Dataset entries

====================

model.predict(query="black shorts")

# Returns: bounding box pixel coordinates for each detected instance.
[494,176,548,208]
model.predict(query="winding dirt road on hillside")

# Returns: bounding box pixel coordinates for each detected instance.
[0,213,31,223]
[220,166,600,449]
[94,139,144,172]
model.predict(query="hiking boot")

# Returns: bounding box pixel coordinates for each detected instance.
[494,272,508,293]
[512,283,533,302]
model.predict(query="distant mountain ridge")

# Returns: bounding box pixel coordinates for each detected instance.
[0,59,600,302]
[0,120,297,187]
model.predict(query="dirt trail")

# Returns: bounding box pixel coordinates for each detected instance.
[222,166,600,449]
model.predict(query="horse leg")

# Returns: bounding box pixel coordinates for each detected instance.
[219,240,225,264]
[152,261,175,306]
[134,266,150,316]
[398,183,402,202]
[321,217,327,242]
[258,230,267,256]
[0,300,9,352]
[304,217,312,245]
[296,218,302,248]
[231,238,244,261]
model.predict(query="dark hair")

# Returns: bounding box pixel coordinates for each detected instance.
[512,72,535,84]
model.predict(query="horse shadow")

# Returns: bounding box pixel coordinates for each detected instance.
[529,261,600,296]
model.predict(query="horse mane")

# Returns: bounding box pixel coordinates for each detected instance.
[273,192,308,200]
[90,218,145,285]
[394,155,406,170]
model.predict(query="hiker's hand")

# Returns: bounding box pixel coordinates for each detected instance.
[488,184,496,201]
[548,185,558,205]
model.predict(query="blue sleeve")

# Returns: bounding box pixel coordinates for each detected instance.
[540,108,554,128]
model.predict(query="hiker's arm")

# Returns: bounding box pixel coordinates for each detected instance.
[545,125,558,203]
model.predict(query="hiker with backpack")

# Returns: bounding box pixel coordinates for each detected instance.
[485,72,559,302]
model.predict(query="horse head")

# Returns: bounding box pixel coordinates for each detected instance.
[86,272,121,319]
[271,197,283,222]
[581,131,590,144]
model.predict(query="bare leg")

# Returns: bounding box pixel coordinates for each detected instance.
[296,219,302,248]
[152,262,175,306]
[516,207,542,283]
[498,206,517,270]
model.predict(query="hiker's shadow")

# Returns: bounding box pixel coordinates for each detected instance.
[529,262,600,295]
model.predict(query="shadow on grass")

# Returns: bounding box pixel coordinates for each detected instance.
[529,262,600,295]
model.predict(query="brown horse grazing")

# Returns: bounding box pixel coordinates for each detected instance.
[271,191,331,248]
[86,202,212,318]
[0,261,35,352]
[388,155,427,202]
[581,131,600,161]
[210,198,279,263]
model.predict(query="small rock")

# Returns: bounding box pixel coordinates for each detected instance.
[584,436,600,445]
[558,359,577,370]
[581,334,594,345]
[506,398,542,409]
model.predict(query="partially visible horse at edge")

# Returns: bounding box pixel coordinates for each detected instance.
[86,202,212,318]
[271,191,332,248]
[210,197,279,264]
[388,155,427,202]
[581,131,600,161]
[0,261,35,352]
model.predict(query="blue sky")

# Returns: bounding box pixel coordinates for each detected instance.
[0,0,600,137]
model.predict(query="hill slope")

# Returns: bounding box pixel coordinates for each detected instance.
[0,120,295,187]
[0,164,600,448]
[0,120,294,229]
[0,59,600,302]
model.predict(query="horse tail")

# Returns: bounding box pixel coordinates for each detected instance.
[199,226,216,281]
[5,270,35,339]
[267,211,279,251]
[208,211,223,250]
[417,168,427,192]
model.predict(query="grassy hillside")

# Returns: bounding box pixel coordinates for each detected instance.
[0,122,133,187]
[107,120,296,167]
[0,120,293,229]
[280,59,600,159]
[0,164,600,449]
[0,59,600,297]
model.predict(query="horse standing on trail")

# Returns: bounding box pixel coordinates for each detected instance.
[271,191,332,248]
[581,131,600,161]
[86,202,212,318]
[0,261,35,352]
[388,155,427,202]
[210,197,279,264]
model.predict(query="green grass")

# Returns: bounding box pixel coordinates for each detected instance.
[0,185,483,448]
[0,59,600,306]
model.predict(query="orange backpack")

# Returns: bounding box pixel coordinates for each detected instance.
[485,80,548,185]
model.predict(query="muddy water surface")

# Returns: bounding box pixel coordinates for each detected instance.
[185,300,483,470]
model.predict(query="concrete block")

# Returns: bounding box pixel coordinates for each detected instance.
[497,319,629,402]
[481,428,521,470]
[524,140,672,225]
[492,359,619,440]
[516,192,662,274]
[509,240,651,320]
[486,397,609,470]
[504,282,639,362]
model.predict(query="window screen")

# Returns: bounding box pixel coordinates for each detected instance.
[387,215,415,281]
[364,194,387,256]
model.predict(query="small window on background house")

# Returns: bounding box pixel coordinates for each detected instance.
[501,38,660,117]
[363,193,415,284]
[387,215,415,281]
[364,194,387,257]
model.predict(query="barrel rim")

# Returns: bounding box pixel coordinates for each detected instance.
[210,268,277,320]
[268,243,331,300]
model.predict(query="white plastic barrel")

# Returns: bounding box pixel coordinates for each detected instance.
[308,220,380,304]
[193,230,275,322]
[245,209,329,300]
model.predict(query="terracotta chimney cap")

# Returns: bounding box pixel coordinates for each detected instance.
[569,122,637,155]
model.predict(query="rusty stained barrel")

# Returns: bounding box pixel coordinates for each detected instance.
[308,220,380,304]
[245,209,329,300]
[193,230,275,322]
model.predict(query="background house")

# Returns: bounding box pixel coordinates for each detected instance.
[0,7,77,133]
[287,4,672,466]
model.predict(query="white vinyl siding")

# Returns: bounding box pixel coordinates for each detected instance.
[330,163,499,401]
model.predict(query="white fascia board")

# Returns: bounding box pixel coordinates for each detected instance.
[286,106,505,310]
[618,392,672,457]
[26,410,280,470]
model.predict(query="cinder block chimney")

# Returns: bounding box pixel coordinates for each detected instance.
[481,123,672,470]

====================

Copy all of the records above without changing anything.

model.predict(query="black shorts")

# Returns: bounding box pixel coordinates for each detected instance.
[494,176,548,208]
model.predict(query="winding dirt road on hillside")

# Returns: bounding box pixel coordinates for each detected instance.
[0,213,31,223]
[220,166,600,449]
[94,139,144,172]
model.predict(query="hiking boot")

# Returns: bounding box pixel coordinates for each detected instance.
[494,272,508,293]
[512,283,533,302]
model.predict(query="distant mountain ridge")

# Returns: bounding box pixel coordinates for each detected instance.
[0,59,600,302]
[0,120,297,187]
model.predict(query="dirt trail")

# Returns: bounding box pixel coordinates for each detected instance.
[222,166,600,449]
model.predict(query="horse leg")

# Returns: bounding box pixel coordinates for each detected instance.
[219,240,225,264]
[152,261,175,306]
[134,266,150,316]
[398,183,402,202]
[321,217,327,242]
[258,230,267,256]
[0,300,9,352]
[304,217,312,245]
[296,218,302,248]
[231,238,244,261]
model.predict(query="dark hair")

# Returns: bounding box pixel coordinates for each detected instance.
[512,72,535,84]
model.predict(query="horse shadow")

# Returns: bounding box pixel coordinates for each detected instance.
[529,261,600,296]
model.predict(query="horse mane")

# Returns: bounding box pixel coordinates for each detected instance.
[273,192,308,200]
[90,218,145,285]
[394,155,406,170]
model.predict(query="hiker's hand")

# Returns: bounding box pixel coordinates for each detected instance.
[488,184,496,201]
[548,185,558,205]
model.predict(query="blue sleeve")

# Returns: bounding box pixel coordinates for each detected instance.
[540,108,554,128]
model.predict(query="hiker's arm")

# Returns: bounding box pixel coordinates for each detected instance.
[545,125,558,203]
model.predict(query="hiker with backpack")

# Returns: bounding box pixel coordinates for each detected instance.
[485,72,559,302]
model.predict(query="horse head")

# Returns: bounding box pixel coordinates for each detected instance.
[86,272,121,319]
[271,197,283,222]
[581,131,590,144]
model.predict(query="bare leg")

# Returns: bounding box pixel coordinates for each detected instance.
[296,219,302,248]
[152,262,175,306]
[516,207,542,283]
[498,206,517,270]
model.predict(query="hiker's shadow")

# Returns: bounding box pixel coordinates for each detected instance.
[529,262,600,295]
model.predict(query="shadow on grass")

# Returns: bounding box pixel coordinates for each detected instance.
[529,262,600,295]
model.predict(query="brown horse grazing")

# Returns: bounding box pixel coordinates for each detected instance.
[271,191,331,248]
[86,202,212,318]
[0,261,35,352]
[388,155,427,202]
[581,131,600,161]
[210,198,279,263]
model.predict(query="small rock")

# Returns: bounding box pixel coordinates for each detected instance.
[584,436,600,445]
[558,359,577,370]
[581,334,594,345]
[506,398,542,409]
model.predict(query="partially visible horse at edge")

# Returns: bounding box pixel coordinates for each detected instance.
[86,202,212,318]
[271,191,332,248]
[210,197,279,264]
[388,155,427,202]
[581,131,600,161]
[0,261,35,352]
model.predict(query="blue sky")

# Returns: bounding box pixel coordinates for each detected instance.
[0,0,600,137]
model.predict(query="hill slope")

# Returns: bounding box pixel coordinates for each detected instance.
[0,120,295,187]
[0,164,600,448]
[0,120,294,229]
[0,59,600,302]
model.predict(query="horse tail")

# Returns: bounding box pixel coordinates for each detected instance.
[199,226,216,281]
[5,270,35,339]
[267,211,279,251]
[208,211,223,250]
[417,168,427,192]
model.predict(query="grassy hillside")

# Returns: bounding box pixel coordinates for each detected instance.
[0,122,133,187]
[107,120,296,167]
[0,120,293,229]
[280,59,600,159]
[0,164,600,449]
[0,59,600,297]
model.predict(query="horse standing on trail")

# Returns: bounding box pixel coordinates for each detected instance.
[271,191,332,248]
[581,131,600,161]
[86,202,212,318]
[0,261,35,352]
[388,155,427,202]
[210,197,279,264]
model.predict(query="green grass")

# Returns: bounding box pixel coordinates for each detected instance.
[0,185,483,448]
[0,59,600,306]
model.predict(query="orange backpack")

# Returns: bounding box pixel coordinates for each detected instance.
[485,80,548,185]
model.predict(query="muddy water surface")

# Returns: bounding box pixel coordinates for each detected instance.
[185,300,483,470]
model.predict(query="concrete block")

# Returns: bounding box pixel coordinates for each detected instance.
[497,319,629,402]
[481,428,521,470]
[524,140,672,225]
[492,359,619,440]
[516,192,662,274]
[509,240,651,320]
[486,397,609,470]
[504,282,639,362]
model.predict(query="window screen")

# Returns: bounding box pixel coordinates for each detected instance.
[387,215,415,281]
[364,194,387,256]
model.predict(query="small window on background house")

# Returns: bounding box pixel coordinates for each detected instance.
[501,38,660,117]
[363,193,415,284]
[387,215,415,281]
[364,194,387,257]
model.predict(query="barrel rim")

# Returns: bounding box pixel coordinates for each detected instance.
[210,268,277,320]
[268,243,331,300]
model.predict(query="white plastic barrel")

# Returns: bounding box pixel coordinates for each detected instance.
[308,220,380,304]
[193,230,275,322]
[245,209,329,300]
model.predict(query="terracotta chimney cap")

# Returns: bounding box pixel coordinates for each detected instance.
[569,122,637,155]
model.predict(query="rusty stained barrel")

# Returns: bounding box pixel coordinates for each detected instance.
[308,220,380,304]
[245,209,329,300]
[193,230,275,322]
model.predict(query="background house")

# Returns: bounding box pixel coordinates for each detected instance.
[0,7,77,133]
[287,4,672,466]
model.predict(query="white vinyl siding")

# Returns: bounding box pixel coordinates for each detected instance.
[330,163,499,401]
model.predict(query="white fascia board")

# Returns: bounding box pixel coordinates for each detected instance.
[286,106,505,310]
[618,392,672,457]
[26,410,280,470]
model.predict(query="cinder block chimney")

# Returns: bounding box pixel coordinates for each detected instance.
[481,123,672,470]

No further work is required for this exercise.